EXERCISE TEXT:

To assess the clinical efficacy of chondroitin sulfate (CS) in comparison with the nonsteroidal antiinflammatory drug (NSAID) diclofenac sodium (DS) in a medium/longterm clinical study in patients with knee osteoarthritis (OA).


This was a randomized, multicenter, double blind, double dummy study. 146 patients with knee OA were recruited into 2 groups. During the first month, patients in the NSAID group were treated with 3 x 50 mg DS tablets/day and 3 x 400 mg placebo (for CS) sachets; from Month 2 to Month 3, patients were given placebo sachets alone. In the CS group, patients were treated with 3 x 50 mg placebo (for diclofenac) tablets/day and 3 x 400 mg CS sachets/day during the first month; from Month 2 to Month 3, these patients received only CS sachets. Both groups were treated with 3 x 400 mg placebo sachets from Month 4 to Month 6. Clinical efficacy was evaluated by assessing the Lequesne Index, spontaneous pain (using the Huskisson visual analog scale), pain on load (using a 4 point ordinal scale), and paracetamol consumption.


Patients treated with the NSAID showed prompt and plain reduction of clinical symptoms, which, however, reappeared after the end of treatment; in the CS group, the therapeutic response appeared later in time but lasted for up to 3 months after the end of treatment.


CS seems to have slow but gradually increasing clinical activity in OA; these benefits last for a long period after the end of treatment.

(Dataset entries)
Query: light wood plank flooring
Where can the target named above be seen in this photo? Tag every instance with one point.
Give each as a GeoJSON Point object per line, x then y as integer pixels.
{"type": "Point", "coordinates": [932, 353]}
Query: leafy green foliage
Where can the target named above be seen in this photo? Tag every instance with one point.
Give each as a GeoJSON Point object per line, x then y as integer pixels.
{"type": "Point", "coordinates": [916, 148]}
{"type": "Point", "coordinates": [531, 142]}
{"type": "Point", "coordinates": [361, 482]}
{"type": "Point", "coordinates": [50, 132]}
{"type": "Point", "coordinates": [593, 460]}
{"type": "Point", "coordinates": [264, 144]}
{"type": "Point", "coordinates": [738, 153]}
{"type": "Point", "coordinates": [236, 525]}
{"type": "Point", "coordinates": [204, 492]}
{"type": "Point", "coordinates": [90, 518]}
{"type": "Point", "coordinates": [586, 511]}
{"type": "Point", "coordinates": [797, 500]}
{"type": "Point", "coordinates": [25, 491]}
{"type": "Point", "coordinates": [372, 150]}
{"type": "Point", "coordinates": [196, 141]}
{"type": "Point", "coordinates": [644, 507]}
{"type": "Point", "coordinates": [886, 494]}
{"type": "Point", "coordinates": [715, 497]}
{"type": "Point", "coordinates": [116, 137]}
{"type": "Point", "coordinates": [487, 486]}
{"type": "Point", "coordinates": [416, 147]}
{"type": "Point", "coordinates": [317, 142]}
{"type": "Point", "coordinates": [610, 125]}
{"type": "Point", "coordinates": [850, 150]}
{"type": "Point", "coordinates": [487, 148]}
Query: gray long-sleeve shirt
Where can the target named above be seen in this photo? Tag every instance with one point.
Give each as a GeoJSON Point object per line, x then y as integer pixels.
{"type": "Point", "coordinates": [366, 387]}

WHAT THIS EXERCISE ASKS:
**A)** From the chondroitin sulfate study text, copy the part that opens with the words containing "Patients treated with" and closes with "months after the end of treatment.".
**B)** Do these statements agree with the chondroitin sulfate study text? Answer yes or no for each and quote the deciding words. (i) The study recruited 146 patients with knee OA into 2 groups. (ii) From Month 4 to Month 6, the CS group went on receiving CS sachets. (iii) In the CS group, the therapeutic response lasted for up to 3 months after the end of treatment.

ANSWERS TO THE PROBLEMS:
**A)**
Patients treated with the NSAID showed prompt and plain reduction of clinical symptoms, which, however, reappeared after the end of treatment; in the CS group, the therapeutic response appeared later in time but lasted for up to 3 months after the end of treatment.

**B)**
(i) Yes: "146 patients with knee OA were recruited into 2 groups."
(ii) No: "Both groups were treated with 3 x 400 mg placebo sachets from Month 4 to Month 6."
(iii) Yes: "the therapeutic response appeared later in time but lasted for up to 3 months after the end of treatment."